[SUPPLIED PASSAGE]

Prosecutors think Alex Murdaugh killed his wife and son because he feared his years of stealing millions of dollars from his law firm and clients would be exposed and his lofty standing in the community toppled. They said he hoped their deaths would make him a sympathetic figure and draw attention away from the missing money.

Motive is not a necessary element to prove the crime. But Rachel Fiset, a Los Angeles-based trial attorney, said prosecutors painstakingly laid out motive to address the question she figures must have weighed on juror’s minds.

“I don’t think there could possibly be any conviction without answering that lingering question of why Alex Murdaugh would kill his family,” Fiset said.

A key piece of evidence for prosecutors is a video that includes the voices of Murdaugh, his wife and son at the kennels just minutes before investigators said they were killed. The video wasn’t discovered for a year because agents couldn’t initially hack into his son’s iPhone for 20 months. 

Alex Mudaugh told everyone that he wasn't at the kennels but while testifying in his own defense, he finally admitted he was there.

"He lied because that’s what addicts do. He lied because he has a closet full of skeletons," Griffin said.

Prosecutors said all Murdaugh did was lie — to the people he was stealing from, to police about a key fact in their investigation, to his family about his drug use and even about the order in which he checked his wife and son for signs of life, switching who he checked first in different police interviews.

Griffin said that showed how badly the state wants to convict Murdaugh at all costs, referring to prosecutors' closing argument where they said the evidence showed Maggie Murdaugh died while running to see her son.

“Alex was running to his baby. Can you imagine what he saw?" Griffin said. "And is it evidence of guilt that he doesn’t remember what the sequencing was at that moment?”

Griffin said his time as a prosecutor left him pained to say the State Law Enforcement Division either fabricated or lied about evidence.

The lead agent on the case said on the stand that he told the grand jury that indicted Murdaugh 13 months after the deaths that the T-shirt Murdaugh was wearing when police arrived had high velocity blood spatter from his son that happens when someone is shot at close range. But other agents in the case had already reported further testing on the shirt showed no blood on it and the shirt was never mentioned by prosecutors at the trial.

Meadors said law enforcement is not on trial, Murdaugh is. The prosecutor said he was offended that Murdaugh's defense is claiming that law enforcement "didn’t do their job while he is withholding and obstructing justice by not saying, 'I was down at the kennels.’”

And there was the matter of the blue rain jacket that state agents said was covered in gunshot residue when it was found at Murdaugh's mother's house. Investigators theorized Murdaugh wrapped guns in it to hide on his parents' property, but Murdaugh's family didn't recognize it and it wasn't his size. Griffin ended his closing argument with a plea to the jury.

“On behalf of Alex, on behalf of Buster, on behalf of Maggie and on behalf of my friend Paul, I respectfully ask you do not compound a family tragedy with another,” Griffin said, his voice breaking.

Earlier Thursday, Judge Clifton Newman removed a juror because she discussed the case with other people. Five jurors have had to be replaced during the six-week trial, leaving the jury with just one alternate during deliberations, which began at 3:50 p.m. ET on Thursday.

Newman's exchange with the juror Thursday was pleasant. He asked her if she needed the bailiff to get any of her things from the jury room. She said she had her purse and a dozen eggs that a fellow juror brought for each juror from his farm.

Fiset said the lone alternate juror marks an alarming development given the risk of illness posed by COVID-19. In a case with less direct evidence, she expects a longer deliberation — and a longer period for members to remain healthy.

“They are one person away from this jury being a mistrial,” Fiset said.

[/SUPPLIED PASSAGE]

- [YOUR GOAL] In the trial report, what did the removed juror say she had with her when the judge offered to have the bailiff get her things?

[RECORDS SHOWN]

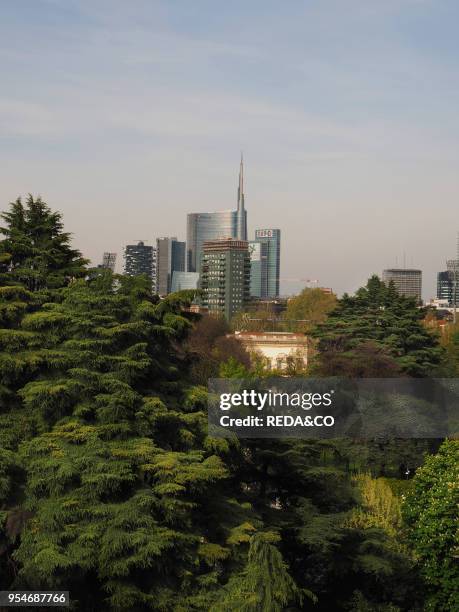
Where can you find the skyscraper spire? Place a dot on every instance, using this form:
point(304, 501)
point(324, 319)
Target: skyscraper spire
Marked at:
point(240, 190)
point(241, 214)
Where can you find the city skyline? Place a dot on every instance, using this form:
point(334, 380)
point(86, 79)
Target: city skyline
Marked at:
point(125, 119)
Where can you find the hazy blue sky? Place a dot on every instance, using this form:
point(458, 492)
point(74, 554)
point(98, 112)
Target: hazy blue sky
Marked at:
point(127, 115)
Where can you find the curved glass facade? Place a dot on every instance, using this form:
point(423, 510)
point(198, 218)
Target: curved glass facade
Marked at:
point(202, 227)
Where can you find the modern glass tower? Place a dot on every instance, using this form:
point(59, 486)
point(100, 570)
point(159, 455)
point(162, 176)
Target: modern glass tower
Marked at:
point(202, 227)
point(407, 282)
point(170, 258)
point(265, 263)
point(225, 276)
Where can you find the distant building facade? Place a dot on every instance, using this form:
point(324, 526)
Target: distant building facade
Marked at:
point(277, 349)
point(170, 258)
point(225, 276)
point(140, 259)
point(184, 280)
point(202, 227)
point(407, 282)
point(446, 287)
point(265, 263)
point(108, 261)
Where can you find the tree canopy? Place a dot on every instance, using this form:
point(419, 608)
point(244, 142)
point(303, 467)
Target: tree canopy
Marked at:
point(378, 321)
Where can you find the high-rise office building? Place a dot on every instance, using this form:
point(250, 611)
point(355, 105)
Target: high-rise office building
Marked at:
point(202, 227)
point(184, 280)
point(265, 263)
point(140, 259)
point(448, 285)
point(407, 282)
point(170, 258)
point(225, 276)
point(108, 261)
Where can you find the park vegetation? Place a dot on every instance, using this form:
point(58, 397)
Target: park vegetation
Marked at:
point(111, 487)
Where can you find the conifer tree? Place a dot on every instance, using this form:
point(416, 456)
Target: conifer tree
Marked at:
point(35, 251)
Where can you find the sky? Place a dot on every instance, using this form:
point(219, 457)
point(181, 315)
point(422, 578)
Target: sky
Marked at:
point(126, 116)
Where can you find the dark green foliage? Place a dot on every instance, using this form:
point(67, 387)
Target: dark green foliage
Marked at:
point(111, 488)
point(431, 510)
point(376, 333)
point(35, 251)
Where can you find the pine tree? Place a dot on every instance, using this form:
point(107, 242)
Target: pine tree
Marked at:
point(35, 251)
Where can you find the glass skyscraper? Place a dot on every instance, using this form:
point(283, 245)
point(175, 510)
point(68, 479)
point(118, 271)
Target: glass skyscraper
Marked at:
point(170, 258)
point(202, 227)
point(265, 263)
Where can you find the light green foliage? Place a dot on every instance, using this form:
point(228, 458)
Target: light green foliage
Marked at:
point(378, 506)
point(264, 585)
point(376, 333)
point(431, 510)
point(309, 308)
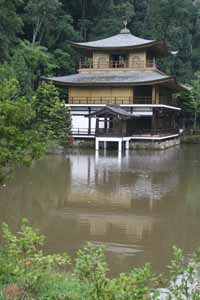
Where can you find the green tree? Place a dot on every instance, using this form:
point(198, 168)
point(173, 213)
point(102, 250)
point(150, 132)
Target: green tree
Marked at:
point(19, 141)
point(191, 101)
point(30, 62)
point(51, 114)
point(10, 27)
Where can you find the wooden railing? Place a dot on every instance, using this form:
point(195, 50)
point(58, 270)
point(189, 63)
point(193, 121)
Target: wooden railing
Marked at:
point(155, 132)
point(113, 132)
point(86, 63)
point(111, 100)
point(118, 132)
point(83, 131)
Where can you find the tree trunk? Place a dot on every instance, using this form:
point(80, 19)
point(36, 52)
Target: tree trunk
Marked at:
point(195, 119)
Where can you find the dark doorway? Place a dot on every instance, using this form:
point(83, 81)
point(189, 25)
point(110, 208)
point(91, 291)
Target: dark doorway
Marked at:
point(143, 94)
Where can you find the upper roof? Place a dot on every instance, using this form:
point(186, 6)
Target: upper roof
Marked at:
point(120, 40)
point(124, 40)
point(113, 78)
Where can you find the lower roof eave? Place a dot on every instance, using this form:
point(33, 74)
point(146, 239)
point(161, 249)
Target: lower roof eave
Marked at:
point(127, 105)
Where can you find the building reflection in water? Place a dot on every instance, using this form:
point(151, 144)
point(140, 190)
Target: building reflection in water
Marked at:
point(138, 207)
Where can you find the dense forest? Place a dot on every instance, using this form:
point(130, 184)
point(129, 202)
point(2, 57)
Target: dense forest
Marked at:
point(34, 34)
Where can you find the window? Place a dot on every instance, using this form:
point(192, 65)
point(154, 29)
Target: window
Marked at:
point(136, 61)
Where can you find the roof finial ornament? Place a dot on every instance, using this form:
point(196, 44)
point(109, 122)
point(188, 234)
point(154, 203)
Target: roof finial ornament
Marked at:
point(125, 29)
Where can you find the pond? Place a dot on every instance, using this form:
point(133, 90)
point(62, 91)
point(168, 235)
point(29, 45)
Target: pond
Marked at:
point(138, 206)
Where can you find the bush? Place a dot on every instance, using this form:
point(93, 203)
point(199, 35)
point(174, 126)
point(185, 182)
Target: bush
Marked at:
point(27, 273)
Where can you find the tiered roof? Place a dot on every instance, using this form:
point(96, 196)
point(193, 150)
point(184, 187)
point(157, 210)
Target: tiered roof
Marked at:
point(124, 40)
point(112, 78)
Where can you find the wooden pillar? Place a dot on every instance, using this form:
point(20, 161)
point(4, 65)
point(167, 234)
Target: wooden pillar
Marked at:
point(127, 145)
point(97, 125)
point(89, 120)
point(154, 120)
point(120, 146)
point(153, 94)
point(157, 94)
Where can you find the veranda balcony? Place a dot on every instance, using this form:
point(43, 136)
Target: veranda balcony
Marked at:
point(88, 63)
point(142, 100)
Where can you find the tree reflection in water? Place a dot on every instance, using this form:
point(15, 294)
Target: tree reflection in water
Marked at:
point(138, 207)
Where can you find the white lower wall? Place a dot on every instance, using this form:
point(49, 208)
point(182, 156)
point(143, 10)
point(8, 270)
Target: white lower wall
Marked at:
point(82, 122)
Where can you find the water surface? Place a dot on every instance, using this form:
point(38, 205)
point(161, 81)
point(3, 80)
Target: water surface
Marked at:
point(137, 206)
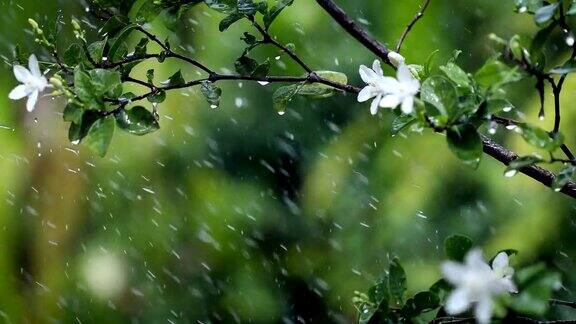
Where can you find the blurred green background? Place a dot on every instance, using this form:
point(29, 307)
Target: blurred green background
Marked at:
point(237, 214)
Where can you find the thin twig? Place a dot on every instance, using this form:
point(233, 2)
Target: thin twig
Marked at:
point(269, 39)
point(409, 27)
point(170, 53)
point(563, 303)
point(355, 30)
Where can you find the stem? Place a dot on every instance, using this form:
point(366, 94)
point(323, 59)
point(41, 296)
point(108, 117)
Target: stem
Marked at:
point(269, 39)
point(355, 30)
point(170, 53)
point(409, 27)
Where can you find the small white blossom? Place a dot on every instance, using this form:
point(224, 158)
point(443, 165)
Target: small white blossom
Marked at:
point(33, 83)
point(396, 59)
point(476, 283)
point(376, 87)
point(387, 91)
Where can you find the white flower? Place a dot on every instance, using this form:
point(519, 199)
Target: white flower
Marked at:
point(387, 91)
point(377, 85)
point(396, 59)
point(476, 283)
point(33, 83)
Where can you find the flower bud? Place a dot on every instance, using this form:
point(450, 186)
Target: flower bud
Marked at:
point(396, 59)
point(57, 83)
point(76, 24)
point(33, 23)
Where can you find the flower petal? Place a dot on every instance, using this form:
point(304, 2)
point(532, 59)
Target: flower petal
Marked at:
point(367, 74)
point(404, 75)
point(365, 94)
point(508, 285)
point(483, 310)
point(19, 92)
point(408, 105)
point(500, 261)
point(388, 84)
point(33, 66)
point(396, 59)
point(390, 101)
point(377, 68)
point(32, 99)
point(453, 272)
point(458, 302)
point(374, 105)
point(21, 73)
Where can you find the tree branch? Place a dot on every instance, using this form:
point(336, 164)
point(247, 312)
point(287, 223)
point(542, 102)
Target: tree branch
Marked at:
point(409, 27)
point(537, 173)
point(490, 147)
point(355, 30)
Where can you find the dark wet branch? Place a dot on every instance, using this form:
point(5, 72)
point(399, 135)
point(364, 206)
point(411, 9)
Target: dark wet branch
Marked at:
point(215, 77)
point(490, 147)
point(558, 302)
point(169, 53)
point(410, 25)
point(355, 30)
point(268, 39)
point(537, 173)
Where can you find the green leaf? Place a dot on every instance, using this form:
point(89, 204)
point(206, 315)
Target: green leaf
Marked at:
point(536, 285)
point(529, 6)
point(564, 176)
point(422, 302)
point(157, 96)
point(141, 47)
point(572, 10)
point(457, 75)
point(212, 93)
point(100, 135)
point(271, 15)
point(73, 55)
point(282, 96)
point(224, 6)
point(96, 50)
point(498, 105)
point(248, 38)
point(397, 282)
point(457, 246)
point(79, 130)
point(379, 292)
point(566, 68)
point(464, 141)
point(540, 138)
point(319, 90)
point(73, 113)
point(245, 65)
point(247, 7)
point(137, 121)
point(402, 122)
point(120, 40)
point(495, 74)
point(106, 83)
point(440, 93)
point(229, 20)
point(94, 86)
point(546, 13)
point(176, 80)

[/RECORDS SHOWN]

- [RESULT FOR THIS TASK] Her purse and a dozen eggs that a fellow juror had brought from his farm.